> _Extracted text_
These are in fact good questions. I don’t have answers for all of them, but if you read the CDC report, we do have answers for some.

How many were positively lab confirmed as H1N1?

From the CDC report:

This case series included data reported to CDC on all deaths associated with laboratory-confirmed 2009 pandemic influenza A (H1N1) virus infection occurring in persons aged <18 years through August 8, 2009. Laboratory confirmation was defined as a positive test for 2009 pandemic influenza A (H1N1) virus by reverse transcription–polymerase chain reaction (RT-PCR).

The case series (in other words, the report on that page/URL) covers the deaths of 36 people under age 19 and all were lab confirmed as H1N1 infections. Table 1 in the CDC report even lists the number of days after illness onset when the lab test for H1N1 was performed. (There are two children with a test date of “unknown”. I take this to mean that the test was positive but the duration of illness was not established for some reason. Don’t mistake this for meaning that the test wasn’t performed.)

How many had underlying chronic immune and brain dysfunction?

Not surprisingly this is exactly the type of data that the CDC is interested in collecting and analyzing. They helpfully included Table 2 in their report that lists:

High-risk medical conditions No. of patients (%)
Neurodevelopmental condition§ 22 (61)
Chronic pulmonary condition 10 (28)
Congenital heart disease 3 (8)
Metabolic or endocrine condition 2 (6)
Immuno suppression 2 (6)
Any high-risk condition 24 (67)
Multiple neurodevelopmental conditions 13 (36)
Neurodevelopmental condition with chronic pulmonary condition 9 (25)
As defined by the Advisory Committee on Immunization Practices. Conditions were not mutually exclusive; the majority of children had multiple conditions.
§Neurodevelopmental conditions included cerebral palsy, developmental delay, autism, congenital neurologic disorders, and other chronic central nervous system disorders.

How many were fully vaccinated according to CDC recommendations?

The CDC report did not include this information. It seems unlikely that medical personnel would spend their time checking on the total vaccination status of a dead child.

How many had received influenza vaccine this year?

> _Exercise 1_
Reproduce word for word everything in the passage on pediatric H1N1 deaths from "Chronic pulmonary condition 10" down to "to CDC recommendations?".
> _Exercise 2_
According to the passage on pediatric H1N1 deaths, what test was used to define laboratory confirmation of the virus?

Phrase grounding data:
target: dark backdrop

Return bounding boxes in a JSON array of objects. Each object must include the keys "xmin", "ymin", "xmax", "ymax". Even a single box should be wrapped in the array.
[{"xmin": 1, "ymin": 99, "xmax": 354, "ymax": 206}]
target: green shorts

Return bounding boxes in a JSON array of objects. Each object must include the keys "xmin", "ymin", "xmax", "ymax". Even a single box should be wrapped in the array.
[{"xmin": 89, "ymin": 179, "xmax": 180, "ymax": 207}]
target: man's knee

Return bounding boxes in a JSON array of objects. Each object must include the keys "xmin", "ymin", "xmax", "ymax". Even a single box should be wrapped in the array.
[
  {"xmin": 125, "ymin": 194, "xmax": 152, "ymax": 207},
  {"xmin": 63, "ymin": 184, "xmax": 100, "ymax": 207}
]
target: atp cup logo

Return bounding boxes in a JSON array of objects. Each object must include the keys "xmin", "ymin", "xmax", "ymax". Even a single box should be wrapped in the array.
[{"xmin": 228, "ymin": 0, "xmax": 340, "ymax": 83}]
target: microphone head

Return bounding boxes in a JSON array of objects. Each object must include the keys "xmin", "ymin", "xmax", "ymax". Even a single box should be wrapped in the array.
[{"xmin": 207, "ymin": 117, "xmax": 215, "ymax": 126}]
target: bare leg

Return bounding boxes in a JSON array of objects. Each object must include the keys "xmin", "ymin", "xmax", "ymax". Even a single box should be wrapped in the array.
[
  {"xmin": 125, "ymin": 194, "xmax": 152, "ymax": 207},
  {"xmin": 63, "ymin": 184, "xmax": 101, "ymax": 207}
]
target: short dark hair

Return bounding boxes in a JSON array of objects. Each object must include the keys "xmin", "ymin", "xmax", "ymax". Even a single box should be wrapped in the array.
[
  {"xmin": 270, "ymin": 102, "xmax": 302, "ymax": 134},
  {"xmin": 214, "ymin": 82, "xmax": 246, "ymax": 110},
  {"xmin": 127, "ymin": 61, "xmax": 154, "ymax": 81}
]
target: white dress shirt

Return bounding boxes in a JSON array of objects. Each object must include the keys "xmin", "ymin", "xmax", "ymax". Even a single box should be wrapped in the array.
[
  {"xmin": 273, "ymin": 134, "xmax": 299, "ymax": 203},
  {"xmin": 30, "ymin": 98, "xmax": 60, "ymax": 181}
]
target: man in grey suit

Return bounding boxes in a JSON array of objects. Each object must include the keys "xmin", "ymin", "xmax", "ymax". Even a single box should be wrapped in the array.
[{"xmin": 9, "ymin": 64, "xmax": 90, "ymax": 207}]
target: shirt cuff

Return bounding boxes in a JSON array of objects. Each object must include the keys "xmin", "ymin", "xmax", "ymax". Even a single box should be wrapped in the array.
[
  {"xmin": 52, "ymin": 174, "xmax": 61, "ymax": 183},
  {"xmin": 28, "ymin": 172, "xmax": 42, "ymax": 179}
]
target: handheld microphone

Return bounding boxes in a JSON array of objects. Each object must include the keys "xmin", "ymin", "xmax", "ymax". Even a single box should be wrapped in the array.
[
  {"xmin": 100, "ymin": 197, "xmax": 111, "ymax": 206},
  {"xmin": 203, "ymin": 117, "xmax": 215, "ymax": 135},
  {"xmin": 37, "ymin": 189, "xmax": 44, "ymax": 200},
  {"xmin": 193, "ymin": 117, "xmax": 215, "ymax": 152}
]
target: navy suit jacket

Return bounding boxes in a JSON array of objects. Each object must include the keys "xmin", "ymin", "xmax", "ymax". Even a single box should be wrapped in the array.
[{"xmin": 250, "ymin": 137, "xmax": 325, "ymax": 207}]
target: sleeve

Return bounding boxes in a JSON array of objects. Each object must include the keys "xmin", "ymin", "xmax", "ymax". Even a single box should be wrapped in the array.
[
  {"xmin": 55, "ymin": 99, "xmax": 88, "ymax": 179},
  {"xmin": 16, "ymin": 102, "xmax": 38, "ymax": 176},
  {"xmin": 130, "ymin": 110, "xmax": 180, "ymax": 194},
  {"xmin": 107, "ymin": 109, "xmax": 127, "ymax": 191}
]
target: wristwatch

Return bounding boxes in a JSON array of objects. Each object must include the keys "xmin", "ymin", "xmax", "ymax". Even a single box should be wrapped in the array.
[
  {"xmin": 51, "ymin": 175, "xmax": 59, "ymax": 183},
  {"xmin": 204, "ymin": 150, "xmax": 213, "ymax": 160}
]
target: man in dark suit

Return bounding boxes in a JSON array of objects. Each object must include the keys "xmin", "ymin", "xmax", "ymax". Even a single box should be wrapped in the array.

> _Exercise result 1_
Chronic pulmonary condition 10 (28)
Congenital heart disease 3 (8)
Metabolic or endocrine condition 2 (6)
Immuno suppression 2 (6)
Any high-risk condition 24 (67)
Multiple neurodevelopmental conditions 13 (36)
Neurodevelopmental condition with chronic pulmonary condition 9 (25)
As defined by the Advisory Committee on Immunization Practices. Conditions were not mutually exclusive; the majority of children had multiple conditions.
§Neurodevelopmental conditions included cerebral palsy, developmental delay, autism, congenital neurologic disorders, and other chronic central nervous system disorders.

How many were fully vaccinated according to CDC recommendations?

> _Exercise result 2_
Laboratory confirmation meant a positive test for 2009 pandemic influenza A (H1N1) virus by reverse transcription–polymerase chain reaction (RT-PCR).